» **PROBLEM**: Transcribe the following entries letter for letter, without the pictures.

» **DATA SHOWN**:
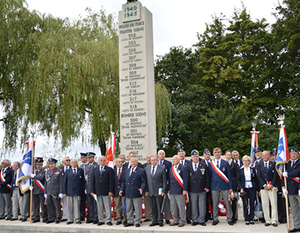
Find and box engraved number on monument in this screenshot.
[122,2,141,22]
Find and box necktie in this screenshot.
[159,161,162,166]
[151,166,155,178]
[181,160,183,165]
[73,168,76,174]
[130,168,133,176]
[100,166,103,175]
[217,160,219,168]
[194,164,197,172]
[118,168,121,180]
[292,161,295,168]
[265,162,268,174]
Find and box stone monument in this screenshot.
[119,1,156,163]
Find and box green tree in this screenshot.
[0,1,171,155]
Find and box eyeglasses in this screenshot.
[66,160,70,162]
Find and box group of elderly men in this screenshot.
[0,147,300,231]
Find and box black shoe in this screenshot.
[61,219,67,222]
[32,219,40,223]
[135,223,140,227]
[199,222,206,226]
[116,220,122,225]
[97,221,104,226]
[166,220,170,224]
[11,218,18,221]
[228,221,234,225]
[86,219,93,223]
[144,219,151,222]
[46,220,54,224]
[149,222,158,226]
[290,228,300,232]
[80,217,85,221]
[123,220,127,225]
[55,220,60,224]
[159,223,164,227]
[107,222,113,226]
[42,219,48,223]
[6,217,12,221]
[192,222,198,226]
[66,221,73,225]
[245,221,250,225]
[93,220,98,224]
[21,218,27,222]
[265,223,271,226]
[124,223,134,227]
[272,223,278,227]
[0,217,5,220]
[250,221,255,225]
[76,221,81,224]
[187,220,191,224]
[212,220,219,226]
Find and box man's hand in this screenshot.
[161,192,166,196]
[229,189,233,193]
[145,192,149,197]
[64,194,67,198]
[91,192,94,197]
[58,193,64,199]
[283,171,288,177]
[282,188,288,197]
[268,184,274,190]
[240,188,244,193]
[119,191,123,196]
[204,188,209,193]
[183,190,187,196]
[138,189,143,195]
[109,192,114,197]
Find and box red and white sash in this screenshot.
[34,179,45,192]
[210,160,229,184]
[0,169,11,190]
[292,177,300,183]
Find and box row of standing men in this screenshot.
[0,147,299,231]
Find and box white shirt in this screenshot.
[244,167,253,188]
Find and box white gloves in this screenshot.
[58,193,64,199]
[282,188,288,197]
[30,173,35,178]
[282,172,288,177]
[29,186,33,191]
[44,194,47,199]
[298,190,300,196]
[84,189,87,194]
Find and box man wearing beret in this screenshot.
[253,147,264,167]
[32,157,48,223]
[44,158,64,224]
[283,148,300,232]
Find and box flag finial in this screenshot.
[278,115,285,127]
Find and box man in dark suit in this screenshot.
[114,157,126,225]
[157,149,172,224]
[120,157,146,227]
[44,158,64,224]
[79,152,88,221]
[187,150,209,226]
[178,149,191,224]
[208,147,234,226]
[256,150,278,227]
[169,154,189,227]
[59,156,71,222]
[63,159,85,225]
[90,156,114,226]
[203,149,213,221]
[232,150,243,167]
[32,157,48,223]
[85,152,98,224]
[282,148,300,232]
[145,155,167,227]
[142,154,152,222]
[0,159,13,220]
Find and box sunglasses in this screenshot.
[66,160,70,162]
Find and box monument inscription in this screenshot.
[119,1,156,162]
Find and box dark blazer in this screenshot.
[114,167,126,197]
[0,167,13,193]
[181,159,191,167]
[237,167,258,190]
[256,161,278,189]
[285,159,300,195]
[63,167,85,196]
[158,159,172,178]
[121,166,146,198]
[145,165,167,196]
[228,160,239,191]
[208,159,233,191]
[233,159,243,168]
[187,160,210,192]
[169,164,189,194]
[89,165,114,196]
[33,169,46,195]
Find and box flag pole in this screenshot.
[278,116,290,232]
[29,131,35,223]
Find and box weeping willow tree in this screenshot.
[0,0,171,155]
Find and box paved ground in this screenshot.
[0,217,288,233]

» **TASK OUTPUT**:
Find and box engraved number on monument in this screenshot.
[122,2,141,22]
Find and box necktie in this screenshot.
[159,161,162,166]
[151,166,155,178]
[181,160,183,165]
[73,168,76,174]
[130,168,133,176]
[100,166,103,175]
[217,160,219,168]
[194,164,197,172]
[118,168,121,180]
[292,161,295,168]
[265,162,268,174]
Find and box stone monument in this screenshot.
[119,1,156,163]
Find and box green tree in this screenshot.
[0,1,171,155]
Find and box eyeglasses in this screenshot.
[66,160,70,162]
Find and box group of elderly men in this screenshot.
[0,147,300,231]
Find and box black shoe in this screenshot.
[61,219,67,222]
[32,219,40,223]
[135,223,140,227]
[199,222,206,226]
[116,220,122,225]
[97,221,104,226]
[166,220,170,224]
[11,218,18,221]
[228,221,234,225]
[86,219,93,223]
[144,219,151,222]
[46,220,54,224]
[149,222,158,226]
[290,228,300,232]
[80,217,85,221]
[123,220,127,225]
[55,220,60,224]
[159,223,164,227]
[107,222,113,226]
[42,219,48,223]
[6,217,12,221]
[192,222,198,226]
[66,221,73,225]
[245,221,250,225]
[93,220,98,224]
[21,218,27,222]
[265,223,271,226]
[124,223,134,227]
[272,223,278,227]
[0,217,5,220]
[250,221,255,225]
[76,221,81,224]
[187,220,191,224]
[212,220,219,226]
Find and box man's hand in this screenshot.
[161,192,166,196]
[229,189,233,193]
[145,192,149,197]
[64,194,67,198]
[91,192,94,197]
[58,193,64,199]
[283,171,288,177]
[282,188,288,197]
[268,184,274,190]
[240,188,244,193]
[119,191,123,196]
[204,188,209,193]
[183,190,187,196]
[138,189,143,195]
[109,192,114,197]
Find and box red and white sash in this screenshot.
[34,179,45,192]
[210,160,229,184]
[0,169,11,190]
[292,177,300,183]
Find and box row of standing men in this screenshot.
[0,147,299,231]
Find and box white shirt in this screenshot.
[244,167,253,188]
Find and box white gloves in this screenshot.
[58,193,64,199]
[282,188,288,197]
[30,173,35,178]
[282,172,288,177]
[29,186,33,191]
[44,194,47,199]
[298,190,300,196]
[84,189,87,194]
Find and box man wearing beret in this screenshot.
[253,147,264,167]
[32,157,48,223]
[44,158,64,224]
[283,148,300,232]
Find and box flag finial in this screenshot.
[278,115,285,127]
Find and box man in dark suit in this screenshot.
[114,157,126,225]
[157,149,172,224]
[120,157,146,227]
[44,158,64,224]
[79,152,88,221]
[187,150,209,226]
[178,149,191,224]
[208,147,234,226]
[256,150,278,227]
[169,154,189,227]
[59,156,71,222]
[63,159,85,225]
[90,156,114,226]
[203,149,213,221]
[232,150,243,167]
[32,157,48,223]
[85,152,98,224]
[282,148,300,232]
[145,155,167,227]
[142,154,152,222]
[0,159,13,220]
Find and box sunglasses in this screenshot.
[66,160,70,162]
Find and box monument inscription in this screenshot.
[119,1,156,162]
Find and box dark blazer in this screenshot.
[114,167,126,197]
[0,167,13,193]
[181,159,191,167]
[237,167,258,190]
[256,161,278,189]
[285,159,300,195]
[63,167,85,196]
[158,159,172,178]
[121,166,146,198]
[145,165,167,196]
[228,160,239,191]
[208,159,233,191]
[233,159,243,168]
[187,160,210,192]
[169,164,189,194]
[89,165,114,196]
[33,169,46,195]
Find and box flag pole in this screenshot.
[278,116,290,232]
[29,131,35,223]
Find and box weeping willow tree in this screenshot.
[0,0,171,155]
Find and box paved ground in this screenshot.
[0,217,288,233]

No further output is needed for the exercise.